**Listed records**

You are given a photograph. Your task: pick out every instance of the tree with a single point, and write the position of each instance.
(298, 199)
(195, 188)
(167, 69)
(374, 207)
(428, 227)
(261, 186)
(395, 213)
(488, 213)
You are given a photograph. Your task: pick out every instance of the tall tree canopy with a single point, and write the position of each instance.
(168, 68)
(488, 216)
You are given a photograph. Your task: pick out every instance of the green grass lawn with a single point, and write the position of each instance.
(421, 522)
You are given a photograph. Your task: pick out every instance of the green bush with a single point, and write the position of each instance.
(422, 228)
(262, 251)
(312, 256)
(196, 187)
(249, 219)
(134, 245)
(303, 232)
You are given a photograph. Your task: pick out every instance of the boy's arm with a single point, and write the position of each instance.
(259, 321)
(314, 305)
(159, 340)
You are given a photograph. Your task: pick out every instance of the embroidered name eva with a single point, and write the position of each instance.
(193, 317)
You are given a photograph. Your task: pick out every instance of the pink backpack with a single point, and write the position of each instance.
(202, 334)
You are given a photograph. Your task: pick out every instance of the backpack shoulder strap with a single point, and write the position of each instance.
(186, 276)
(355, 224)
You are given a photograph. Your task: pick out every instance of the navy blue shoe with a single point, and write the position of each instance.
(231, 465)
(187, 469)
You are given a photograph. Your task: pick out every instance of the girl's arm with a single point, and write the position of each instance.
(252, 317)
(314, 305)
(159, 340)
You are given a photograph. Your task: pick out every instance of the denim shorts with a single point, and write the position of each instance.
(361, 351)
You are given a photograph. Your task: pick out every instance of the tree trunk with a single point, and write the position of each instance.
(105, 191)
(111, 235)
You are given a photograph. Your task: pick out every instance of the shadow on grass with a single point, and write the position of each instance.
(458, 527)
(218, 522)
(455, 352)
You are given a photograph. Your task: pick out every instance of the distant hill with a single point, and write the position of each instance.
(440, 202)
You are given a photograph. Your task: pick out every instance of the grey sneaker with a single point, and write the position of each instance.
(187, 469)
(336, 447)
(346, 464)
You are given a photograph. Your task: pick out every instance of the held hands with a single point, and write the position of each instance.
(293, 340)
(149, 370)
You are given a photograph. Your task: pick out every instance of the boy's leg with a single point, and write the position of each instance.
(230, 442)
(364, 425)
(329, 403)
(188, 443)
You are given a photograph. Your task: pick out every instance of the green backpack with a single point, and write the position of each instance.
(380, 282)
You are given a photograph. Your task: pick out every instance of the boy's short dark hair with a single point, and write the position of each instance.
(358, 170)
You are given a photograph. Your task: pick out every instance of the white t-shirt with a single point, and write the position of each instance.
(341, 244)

**Assigned task**
What the exercise asks for is the listing above, retyped in full.

**Result of this exercise**
You are given a photograph. Your task: pick out every instance of the tree with a single point, and write the position of each instance.
(298, 199)
(195, 188)
(167, 69)
(374, 207)
(428, 227)
(261, 186)
(395, 213)
(488, 213)
You are given a photograph. Your task: pick out every instance of the tall tree canopy with a single point, and write the position of each instance.
(168, 68)
(488, 216)
You are given a photograph. Your task: pick out every instance of the green grass lawn with a single point, and write the position of each instance.
(421, 522)
You are given a photograph. Your task: pick out every instance of the green bush with a single point, and write the position of each instance.
(422, 228)
(262, 251)
(312, 256)
(196, 187)
(249, 219)
(134, 245)
(303, 232)
You are given a photograph. Your task: pick out every instance of the boy's arm with a single point, and write the position of each instance.
(259, 321)
(314, 305)
(159, 340)
You are given a photograph. Your task: pick out every instance of the embroidered name eva with a single point, and write the position of each instance.
(193, 317)
You are given a photograph. Your task: pick out every instance of the pink backpack with a single point, and write the position of each instance.
(202, 334)
You are given a photograph. Your task: pick out every instance of the backpack shoulder strap with a single point, and write the position of each instance.
(186, 276)
(355, 224)
You are given a photograph. Your task: pick out every instance of the navy blue shoe with a single point, and write the position of each instance.
(231, 465)
(187, 469)
You are given a photograph. Your task: pick out every instance of the girl's arm with a single point, and write the position of each instance.
(252, 317)
(314, 305)
(159, 340)
You are given a photograph. Your task: pick out every instance of the denim shorts with a single point, and write the position of each instance.
(361, 351)
You are given a photograph. Your task: pick out every instance of the tree trunk with a single point, and write the position of each instance.
(105, 191)
(111, 235)
You are given a photograph. Your task: pick out every instance of the shadow on grass with a single point, and write the position of each instance.
(458, 527)
(218, 522)
(455, 352)
You are given a photograph. Your task: pick out every instance of the distant hill with a single point, and write the position of each instance.
(440, 202)
You are given a photograph. Your task: pick out every instance of the grey sneaker with a single point, and write the position of each instance.
(187, 469)
(336, 447)
(346, 464)
You are given a photograph. Your task: pick out every instance of the held hands with a single point, and write the position of each instance.
(293, 340)
(149, 370)
You are given a photograph. Your task: pick out every instance of the boy's leg with a single point, and write the position of each instance.
(230, 442)
(364, 425)
(329, 403)
(188, 443)
You are given a photograph. Your task: pick out every instance of the green backpack with a single point, and write the position of each instance.
(380, 282)
You are given a photograph. Your task: pick out every instance of the boy's short dark hair with a single point, and write the position of each instance.
(358, 170)
You are given a photograph. Your task: pick out every instance of the white t-shirt with a single point, and write the position of each instance.
(341, 244)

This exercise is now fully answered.